[Begin Available records]

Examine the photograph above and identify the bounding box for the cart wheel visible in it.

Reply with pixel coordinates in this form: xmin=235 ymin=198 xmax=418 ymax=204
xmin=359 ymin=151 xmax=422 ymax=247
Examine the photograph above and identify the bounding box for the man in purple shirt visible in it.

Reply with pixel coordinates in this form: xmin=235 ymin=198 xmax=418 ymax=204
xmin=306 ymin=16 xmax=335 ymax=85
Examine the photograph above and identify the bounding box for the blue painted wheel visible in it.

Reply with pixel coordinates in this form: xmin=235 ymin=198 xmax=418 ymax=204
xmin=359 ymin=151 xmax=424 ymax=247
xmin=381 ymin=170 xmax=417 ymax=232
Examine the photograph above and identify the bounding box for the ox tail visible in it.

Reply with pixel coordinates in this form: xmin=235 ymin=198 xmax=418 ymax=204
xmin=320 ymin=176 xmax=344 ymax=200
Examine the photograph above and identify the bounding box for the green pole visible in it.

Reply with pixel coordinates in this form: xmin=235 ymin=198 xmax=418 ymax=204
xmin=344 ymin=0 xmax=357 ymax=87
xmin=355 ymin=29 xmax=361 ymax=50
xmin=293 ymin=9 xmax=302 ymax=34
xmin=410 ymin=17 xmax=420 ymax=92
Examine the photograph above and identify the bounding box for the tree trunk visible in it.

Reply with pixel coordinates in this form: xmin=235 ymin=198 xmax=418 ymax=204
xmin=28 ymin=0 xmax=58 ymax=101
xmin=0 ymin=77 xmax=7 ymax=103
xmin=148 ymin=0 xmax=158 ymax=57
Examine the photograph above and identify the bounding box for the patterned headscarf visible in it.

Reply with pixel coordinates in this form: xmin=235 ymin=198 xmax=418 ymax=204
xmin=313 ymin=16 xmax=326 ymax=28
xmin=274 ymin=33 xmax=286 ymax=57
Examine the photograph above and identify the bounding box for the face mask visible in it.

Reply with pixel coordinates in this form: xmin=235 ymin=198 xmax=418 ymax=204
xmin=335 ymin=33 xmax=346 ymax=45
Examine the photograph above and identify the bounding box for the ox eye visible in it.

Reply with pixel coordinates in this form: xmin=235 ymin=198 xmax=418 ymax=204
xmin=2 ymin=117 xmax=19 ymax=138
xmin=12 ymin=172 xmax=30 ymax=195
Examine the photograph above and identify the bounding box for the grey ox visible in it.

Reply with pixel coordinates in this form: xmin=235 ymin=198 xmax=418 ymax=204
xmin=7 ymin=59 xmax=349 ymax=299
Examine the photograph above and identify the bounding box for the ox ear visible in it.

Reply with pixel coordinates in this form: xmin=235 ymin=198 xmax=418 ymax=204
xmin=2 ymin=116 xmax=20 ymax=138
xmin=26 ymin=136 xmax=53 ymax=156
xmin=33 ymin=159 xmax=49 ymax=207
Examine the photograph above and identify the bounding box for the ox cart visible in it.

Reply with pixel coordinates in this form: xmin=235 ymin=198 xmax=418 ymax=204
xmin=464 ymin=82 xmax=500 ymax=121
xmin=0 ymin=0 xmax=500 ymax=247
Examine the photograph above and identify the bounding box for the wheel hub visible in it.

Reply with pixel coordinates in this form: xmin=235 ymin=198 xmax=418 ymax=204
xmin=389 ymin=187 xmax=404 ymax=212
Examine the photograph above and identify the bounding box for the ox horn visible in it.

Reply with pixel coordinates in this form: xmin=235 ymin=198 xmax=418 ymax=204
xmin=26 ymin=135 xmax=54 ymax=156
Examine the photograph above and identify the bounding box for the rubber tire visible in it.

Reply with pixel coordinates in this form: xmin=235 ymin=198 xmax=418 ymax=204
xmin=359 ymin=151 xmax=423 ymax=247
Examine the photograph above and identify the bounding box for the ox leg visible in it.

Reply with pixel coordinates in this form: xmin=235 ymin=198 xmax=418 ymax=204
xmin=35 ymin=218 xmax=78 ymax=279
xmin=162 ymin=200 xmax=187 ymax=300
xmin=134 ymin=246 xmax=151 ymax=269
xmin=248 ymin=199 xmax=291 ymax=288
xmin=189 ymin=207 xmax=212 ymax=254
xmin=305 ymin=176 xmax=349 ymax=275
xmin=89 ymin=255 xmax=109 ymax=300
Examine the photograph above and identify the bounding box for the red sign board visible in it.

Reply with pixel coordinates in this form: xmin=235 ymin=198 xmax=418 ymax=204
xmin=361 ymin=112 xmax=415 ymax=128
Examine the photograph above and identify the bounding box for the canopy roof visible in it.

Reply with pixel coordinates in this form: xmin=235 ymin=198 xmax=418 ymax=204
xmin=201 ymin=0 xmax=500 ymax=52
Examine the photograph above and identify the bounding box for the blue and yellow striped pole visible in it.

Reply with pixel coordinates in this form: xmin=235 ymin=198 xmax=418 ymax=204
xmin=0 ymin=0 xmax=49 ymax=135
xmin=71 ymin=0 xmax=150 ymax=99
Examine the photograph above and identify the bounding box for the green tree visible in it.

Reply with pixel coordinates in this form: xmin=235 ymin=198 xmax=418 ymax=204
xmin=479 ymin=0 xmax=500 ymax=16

[End Available records]

Exercise requirements:
Please put every line of the entries above into a numbered list, leaving out the blank lines.

Result of the task:
1. Examine the photograph above and identify the bounding box for the cart wheel visible in it.
2. Reply with pixel coordinates in this form: xmin=235 ymin=198 xmax=418 ymax=204
3. xmin=359 ymin=151 xmax=422 ymax=247
4. Examine the photograph above and identify the bounding box for the man in purple shirt visible in it.
5. Reply with pixel coordinates in this form: xmin=235 ymin=198 xmax=418 ymax=204
6. xmin=306 ymin=16 xmax=335 ymax=85
7. Examine the photograph above and identify the bounding box for the blue painted wheel visible in it.
8. Reply with pixel coordinates in this form: xmin=235 ymin=198 xmax=418 ymax=204
9. xmin=359 ymin=151 xmax=424 ymax=247
10. xmin=381 ymin=170 xmax=417 ymax=232
11. Examine the photograph above and identify the bounding box for the ox tail visible in it.
12. Reply with pixel coordinates in this form: xmin=235 ymin=198 xmax=418 ymax=204
13. xmin=320 ymin=176 xmax=344 ymax=200
14. Examine the photograph above and identify the bounding box for the green pole visible in it.
15. Reply with pixel coordinates in this form: xmin=235 ymin=198 xmax=418 ymax=204
16. xmin=344 ymin=0 xmax=357 ymax=87
17. xmin=355 ymin=29 xmax=361 ymax=50
18. xmin=293 ymin=9 xmax=302 ymax=34
19. xmin=410 ymin=17 xmax=420 ymax=92
20. Examine the photograph above and identify the bounding box for the tree trunk visible in it.
21. Reply with pixel coordinates in this form: xmin=235 ymin=198 xmax=418 ymax=204
22. xmin=28 ymin=0 xmax=58 ymax=101
23. xmin=0 ymin=77 xmax=7 ymax=103
24. xmin=148 ymin=0 xmax=158 ymax=57
25. Examine the photograph above and identify the bounding box for the patterned headscarf visible in it.
26. Reply with pixel coordinates in this form: xmin=235 ymin=198 xmax=418 ymax=204
27. xmin=313 ymin=16 xmax=326 ymax=28
28. xmin=274 ymin=33 xmax=286 ymax=57
29. Examine the photograph above and identify the bounding box for the face mask visible in it.
30. Reply with pixel coordinates in this form: xmin=235 ymin=198 xmax=418 ymax=204
31. xmin=335 ymin=33 xmax=346 ymax=45
32. Examine the photograph above and identify the bounding box for the ox eye visible in it.
33. Reply with pixel coordinates in this form: xmin=235 ymin=198 xmax=418 ymax=204
34. xmin=2 ymin=117 xmax=19 ymax=138
35. xmin=12 ymin=172 xmax=30 ymax=195
36. Examine the photograph above and identify the bounding box for the grey ox visible in it.
37. Reply with pixel coordinates in this form: xmin=235 ymin=198 xmax=418 ymax=204
38. xmin=7 ymin=59 xmax=349 ymax=299
39. Examine the photograph above and identify the bounding box for the ox ear visible in it.
40. Reply with pixel coordinates in this form: xmin=235 ymin=198 xmax=418 ymax=204
41. xmin=2 ymin=116 xmax=20 ymax=138
42. xmin=26 ymin=136 xmax=53 ymax=156
43. xmin=33 ymin=159 xmax=49 ymax=207
44. Examine the photograph above and identify the bounding box for the ox cart visible in it.
45. Reply with pixel coordinates in this form: xmin=235 ymin=198 xmax=418 ymax=204
46. xmin=464 ymin=82 xmax=500 ymax=121
47. xmin=0 ymin=0 xmax=500 ymax=247
48. Examine the photograph above and identify the bounding box for the wheel hub visible in it.
49. Reply with pixel coordinates in this form: xmin=235 ymin=198 xmax=418 ymax=204
50. xmin=389 ymin=187 xmax=404 ymax=212
51. Examine the photograph above and identify the bounding box for the ox horn visible in it.
52. Reply with pixel coordinates in this form: xmin=235 ymin=198 xmax=418 ymax=204
53. xmin=26 ymin=135 xmax=54 ymax=156
54. Examine the photograph above and identify the bounding box for the rubber tire visible in it.
55. Reply with pixel coordinates in this form: xmin=235 ymin=198 xmax=418 ymax=204
56. xmin=359 ymin=151 xmax=423 ymax=247
57. Examine the photograph above and identify the bounding box for the ox leg visible in it.
58. Reply with pixel coordinates in this form: xmin=235 ymin=198 xmax=418 ymax=204
59. xmin=35 ymin=218 xmax=78 ymax=279
60. xmin=162 ymin=200 xmax=187 ymax=300
61. xmin=134 ymin=246 xmax=151 ymax=269
62. xmin=248 ymin=199 xmax=291 ymax=288
63. xmin=189 ymin=207 xmax=212 ymax=254
64. xmin=305 ymin=176 xmax=349 ymax=275
65. xmin=89 ymin=255 xmax=109 ymax=300
66. Examine the photograph above and identify the bounding box for the red sign board visible in it.
67. Reply with pixel coordinates in this form: xmin=235 ymin=198 xmax=418 ymax=204
68. xmin=361 ymin=112 xmax=415 ymax=128
69. Examine the photograph above and identify the bounding box for the canopy roof visible in it.
70. Reply with pixel coordinates in this form: xmin=235 ymin=198 xmax=418 ymax=204
71. xmin=201 ymin=0 xmax=500 ymax=52
72. Examine the photograph above and identify the bounding box for the blue and yellow striped pole visible in it.
73. Reply with pixel coordinates in this form: xmin=235 ymin=198 xmax=418 ymax=204
74. xmin=0 ymin=0 xmax=49 ymax=135
75. xmin=71 ymin=0 xmax=150 ymax=99
76. Examine the photograph above and identify the bounding box for the green tree visible in it.
77. Reply with pixel coordinates in this form: xmin=235 ymin=198 xmax=418 ymax=204
78. xmin=479 ymin=0 xmax=500 ymax=16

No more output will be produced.